Now for the question that everyone is asking: how difficult is it to get in? The stigma is that it is hardly difficult at all. The reason why I am addressing this issue is that there remains a portion of people in the medical community who believe that Pepsi will never be as good as Coke. That view however is far from the truth. First, the facts. For osteopathic medical schools, the entering class of 2010 demonstrated an average science GPA of 3.32, an average overall GPA of 3.43, and an average MCAT composite score of 25.63. The allopathic numbers for the same year was a average science GPA of 3.6, an average overall GPA of 3.66, and an average MCAT composite score of 30.8. This gap seems to be closing as the years pass.

Although this data seems to validate the stigma to a degree, it does not tell the entire story. Firstly, there are a number of DO schools, such as Des Moines University, Ohio University, and A.T. Kirksville, that expect numbers close to if not above the allopathic average. Secondly, osteopathic medical schools have historically considered applicants on a well rounded basis, stressing the importance of volunteering and shadowing in order to clearly illustrate one’s commitment to osteopathic principles. If you have a 4.0 GPA but lack the commitment to the DO philosophy of treatment, you will never make it to an interview.

Many patients refuse to be seen by DOs because they aren’t “real” doctors. A number of others will be seen only by DOs because of their unique training. Still, many more patients could care less. Which one you choose to be your doctor is your own preference.

The differences between these two camps are minimal at best, and are decreasing with each passing year. As MD’s and DO’s collaborate more frequently as colleagues, they are finding common ground in their universal desire to heal. Just as their allopathic counterparts, osteopathic physicians are fully licensed practitioners who have the authority to work in hospitals, prescribe medicine, and do just about anything else you would expect from a licensed medical doctor. Although they stress the importance and training of primary care physicians to promote preventative care, osteopathic schools do provide the education and clinical experiences necessary for one to pursue a career in any specialty.
.....
Activity:
Continue the passage on osteopathic and allopathic medicine from its last sentence. The material after this passage has nothing to do with it.

Data block:
.....
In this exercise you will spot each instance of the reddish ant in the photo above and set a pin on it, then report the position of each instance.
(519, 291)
.....
Task answer:
The only tangible difference between DO and MD schools is an extra skill set that is taught only to osteopathic students. This skill is known as Osteopathic manual manipulation, OMM. OMM is a chiropractic- like method that gives DO’s an extra tool with which to diagnose and treat. This medical technique is characterized by the manipulation of the skeletal muscular system in various ways that aids in the process of relieving muscle pain and increasing mobility. Clearly, OMM might not cure cancer, but it is an extremely important tool in the bag of medical skills that only an osteopathic physician can use in certain cases.

Although different schools offer slightly different plans of study, it should be noted that the curriculums for osteopathic and allopathic schools are nearly identical. Two years of basic biomedical sciences (gross anatomy, genetics, physiology, etc.) are followed by two years of clinical experiences and rotations. At DO schools however, another class, Osteopathic Principles and Practice, is generally added to each of the first four semesters of education.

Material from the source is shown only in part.